----- Data excerpts

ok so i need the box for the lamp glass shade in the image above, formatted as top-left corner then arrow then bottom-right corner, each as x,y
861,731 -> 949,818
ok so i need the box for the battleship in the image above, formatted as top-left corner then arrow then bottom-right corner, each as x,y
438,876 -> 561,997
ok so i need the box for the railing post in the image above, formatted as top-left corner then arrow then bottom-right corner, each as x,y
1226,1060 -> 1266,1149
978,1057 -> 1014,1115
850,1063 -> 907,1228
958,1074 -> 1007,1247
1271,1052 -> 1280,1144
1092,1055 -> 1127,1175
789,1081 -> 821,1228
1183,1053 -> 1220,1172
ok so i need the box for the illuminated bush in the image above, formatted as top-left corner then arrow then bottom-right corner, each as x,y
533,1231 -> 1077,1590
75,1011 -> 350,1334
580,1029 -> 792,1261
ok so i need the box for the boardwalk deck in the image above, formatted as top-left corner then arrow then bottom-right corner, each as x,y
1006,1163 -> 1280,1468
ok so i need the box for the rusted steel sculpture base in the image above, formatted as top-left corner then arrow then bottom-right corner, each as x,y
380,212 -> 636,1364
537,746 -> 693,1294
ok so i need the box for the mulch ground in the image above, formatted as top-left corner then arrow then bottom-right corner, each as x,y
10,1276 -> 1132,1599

----------

Exercise description: Output the records exactly.

Result of this task:
ok so i need the box for the lamp glass shade in the image above, formatted as top-left corner then arrow then bottom-right corner, each as x,y
861,731 -> 949,818
ok so i need the box for the battleship in the image above, formatted as top-left corner then arrow then bottom-right corner, each as x,y
438,876 -> 561,997
ok so i need the box for the railing post in the image above, formatted as top-left corner then arrow then bottom-right corner, each as x,y
1226,1060 -> 1266,1149
978,1057 -> 1014,1115
850,1063 -> 907,1228
958,1074 -> 1007,1247
1271,1052 -> 1280,1144
1092,1055 -> 1127,1175
789,1081 -> 821,1228
1183,1053 -> 1220,1172
ok so i need the box for the illuminated bush in the image above, formatted as top-left corner then arrow then bottom-right corner, each as x,y
533,1231 -> 1077,1590
75,1011 -> 350,1334
580,1029 -> 792,1261
ok so i need the box for the boardwalk deck in the image above, formatted as top-left corner then arrow then bottom-right corner, each as x,y
1006,1163 -> 1280,1468
ok so i need the box for the rusted steel sculpture base in the image above, formatted as top-left corner then arrow then bottom-right corner, each as x,y
380,212 -> 636,1364
537,746 -> 693,1294
ok so i need the box for the mulch ground in the image above, formatted as top-left corner then arrow then bottom-right corner, each as x,y
10,1276 -> 1132,1599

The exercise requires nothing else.